Supplied passage:
════════════════

But don;t take this to an extreme, you would not want to do 1Ohm - 1Ohm

@ Mike,
sorry mate, but no matter how i use the values in your formula, i never end up getting 12V, not even close.
we know the following values:

• R1 to VCC = 29.7KOhm
• R2 to ground = 7.4KOhm
• VCC at sensor = 4.55V
• reading of pin A1 = 729 (setLiniarScale = 1023)
can you please lay out the formula with those values, having 12V as the result?

wow, more details while writing new reply.

@ RobvanSchelven
no, there was nothing connected to it.
I took readings during a run, but the values shown here are the ones from the voltage divider with only the power supply connected and it being set to 12.0V
no extra leads, meters or anything

I am confused!

with 4.55 as the voltage being measured, you will never have 12v.

════════════════

Extracted entries:

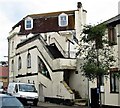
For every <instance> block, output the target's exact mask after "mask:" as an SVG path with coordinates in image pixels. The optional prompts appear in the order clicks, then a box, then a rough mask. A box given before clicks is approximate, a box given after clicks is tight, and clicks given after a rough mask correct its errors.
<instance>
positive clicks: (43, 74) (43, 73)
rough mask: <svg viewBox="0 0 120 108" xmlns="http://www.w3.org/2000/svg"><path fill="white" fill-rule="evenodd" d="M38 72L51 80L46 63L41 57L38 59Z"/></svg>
mask: <svg viewBox="0 0 120 108" xmlns="http://www.w3.org/2000/svg"><path fill="white" fill-rule="evenodd" d="M38 72H40V73H41V74H43V75H44V76H46V77H47V78H49V79H51V78H50V74H49V71H48V69H47V67H46V66H45V64H44V62H43V61H42V60H41V59H40V58H39V57H38Z"/></svg>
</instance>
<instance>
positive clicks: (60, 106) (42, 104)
mask: <svg viewBox="0 0 120 108" xmlns="http://www.w3.org/2000/svg"><path fill="white" fill-rule="evenodd" d="M38 106H41V107H51V108H88V107H87V106H84V105H73V106H67V105H59V104H55V103H49V102H38Z"/></svg>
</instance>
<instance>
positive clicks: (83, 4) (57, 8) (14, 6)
mask: <svg viewBox="0 0 120 108" xmlns="http://www.w3.org/2000/svg"><path fill="white" fill-rule="evenodd" d="M78 1H79V0H70V1H68V0H64V1H63V0H0V51H1V52H0V60H2V59H4V58H3V56H6V55H7V47H8V46H7V44H8V43H7V37H8V35H9V32H10V31H11V29H12V26H14V25H15V24H16V23H17V22H19V21H20V20H21V19H22V18H23V17H25V16H27V15H28V14H38V13H47V12H56V11H64V10H66V11H67V10H76V9H77V2H78ZM118 1H119V0H92V1H90V0H80V2H82V4H83V8H84V9H85V10H87V22H88V23H92V24H96V23H97V22H101V20H102V21H104V20H107V19H109V18H112V17H114V16H115V15H117V14H118Z"/></svg>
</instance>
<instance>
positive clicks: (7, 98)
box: [0, 94, 24, 108]
mask: <svg viewBox="0 0 120 108" xmlns="http://www.w3.org/2000/svg"><path fill="white" fill-rule="evenodd" d="M0 108H24V106H23V104H22V103H21V102H20V101H19V100H18V99H17V98H16V97H14V96H10V95H7V94H0Z"/></svg>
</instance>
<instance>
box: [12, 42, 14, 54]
mask: <svg viewBox="0 0 120 108" xmlns="http://www.w3.org/2000/svg"><path fill="white" fill-rule="evenodd" d="M13 51H14V41H12V53H13Z"/></svg>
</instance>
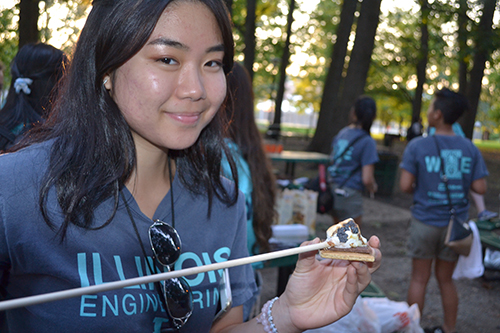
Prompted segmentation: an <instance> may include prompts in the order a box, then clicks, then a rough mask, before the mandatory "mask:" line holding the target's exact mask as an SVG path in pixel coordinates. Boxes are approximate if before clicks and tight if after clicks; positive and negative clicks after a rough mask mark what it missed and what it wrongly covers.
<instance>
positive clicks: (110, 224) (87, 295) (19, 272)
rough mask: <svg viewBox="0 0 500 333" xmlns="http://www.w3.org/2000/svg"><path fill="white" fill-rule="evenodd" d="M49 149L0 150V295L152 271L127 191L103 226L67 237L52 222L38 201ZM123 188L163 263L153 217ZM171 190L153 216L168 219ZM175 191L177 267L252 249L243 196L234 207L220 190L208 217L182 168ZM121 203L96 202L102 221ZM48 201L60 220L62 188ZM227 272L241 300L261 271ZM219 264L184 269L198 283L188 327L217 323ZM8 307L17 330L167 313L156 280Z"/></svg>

════════════════

Brief 1: Reproduce the part of the voltage divider thread that opens with the words containing "But don;t take" and closes with "not even close.", substituting "equation" for "formula".
Brief 2: List every value given in the bulleted list of the voltage divider thread.
Brief 3: Carry on the voltage divider thread from the point where it stops.

Answer area 1:
But don;t take this to an extreme, you would not want to do 1Ohm - 1Ohm

@ Mike,
sorry mate, but no matter how i use the values in your equation, i never end up getting 12V, not even close.

Answer area 2:
- R1 to VCC = 29.7KOhm
- R2 to ground = 7.4KOhm
- VCC at sensor = 4.55V
- reading of pin A1 = 729 (setLiniarScale = 1023)

Answer area 3:
@ 366Cobra - you wrote 4.55 volt… could it be a typing mistake and needs to be 3.55 volt? that sound more logical… if your MCU is power by 5 volt and the AD resolution is (5/1024) = 0.004882813V / bit * 729 = 3.55 volt

Guys, lets also be really careful here.

Panda has a MAXIMUM input on an ADC of 3.3v. Bad things will happen if you end up with 5v or 4.55v or anything higher than 3v3 on an analog in pin. (edit: it’s the ADC multiplexer that gets damaged, not the ADC itself, but net result: Bad.)

When you figure out your voltage divider, make sure you max out at 3v3.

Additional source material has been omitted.